Miami City Ballet
Palm Beach County residents are once again able to witness the wonder of the Miami City Ballet without having to struggle with Magic City traffic, as the lauded dance company will bring its entire 2017-18 season to the Kravis Center in West Palm Beach.
It all begins November 17-19 with “Program One,” a shimmering presentation of jewel-named works (i.e. Emeralds, Rubies, and Diamonds) by choreographer George Balanchine. Then, catch an all-new presentation of Balanchine’s The Nutcracker, featuring reimagined costumes and sets by the Cuban-American couple Isabel and Ruben Toledo, December 28-30. A Jerome Robbins extravaganza follows in “Program Two,” February 2-4, with a lineup that includes The Cage, West Side Story Suite, and the company premiere of Circus Polka. “Program Three” will run the gamut of contemporary dance—from the purest example of Balanchine’s approach to classical ballet to a comedic work by Jerome Robbins—March 2-4. MCB will close the season April 6-8 with “Program Four,” featuring two more works by Balanchine as well as a piece by Alexei Ratmansky.
In addition to the reinvigorated Nutcracker, another MCB season highlight comes in the middle of “Program Three,” with the world premiere of a new work by choreographer Brian Brooks. This commissioned piece, entitled One Line Drawn, is part of Brooks’ tenure as choreographer in residence at Chicago’s Harris Theater for Music and Dance. Despite living in New York City and being professionally based in Chicago, Brooks found immense inspiration in the diversity of South Florida and the dancers of MCB.
- - -
▶ [Given problem 1]:
In the text on the Miami City Ballet season, who created the reimagined costumes and sets for the new presentation of The Nutcracker?
▶ [Given problem 2]:
Carry on the text about the Miami City Ballet's Kravis Center season, starting after its last sentence.

▶ [Data provided]:
- - -
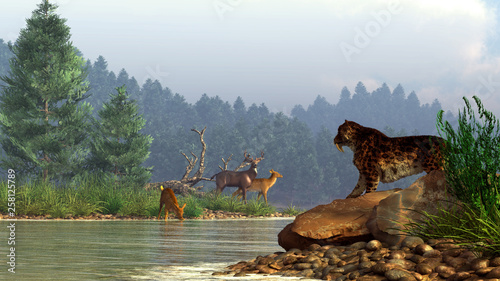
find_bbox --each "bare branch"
[219,154,233,171]
[191,126,207,177]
- - -
▶ [Final result 1]:
The Cuban-American couple Isabel and Ruben Toledo.

▶ [Final result 2]:
“People come from a lot of different countries and backgrounds in Florida, but also in Miami City Ballet, which is somewhat unique for a classical company,” Brooks says. “They were incredibly generous with me. We talk about taking risks, and I feel like the dancers helped me widen my safety net so I can jump a little farther. And for them, as well. They were excited to go into new areas of their artistry.”
Brooks’ modern approach to dance often revolves around a fascination with the physics of the human body. He enjoys playing with speed, force, and the idea of tipping everything slightly off-balance. “You’ll rarely see a piece of mine that feels very upright,” he says. “Rather than masking effort, the inner workings of the partnerships, and the contacts that happen within a piece, I like to bring that all to the forefront so there’s a certain sportsmanship that is always evident.”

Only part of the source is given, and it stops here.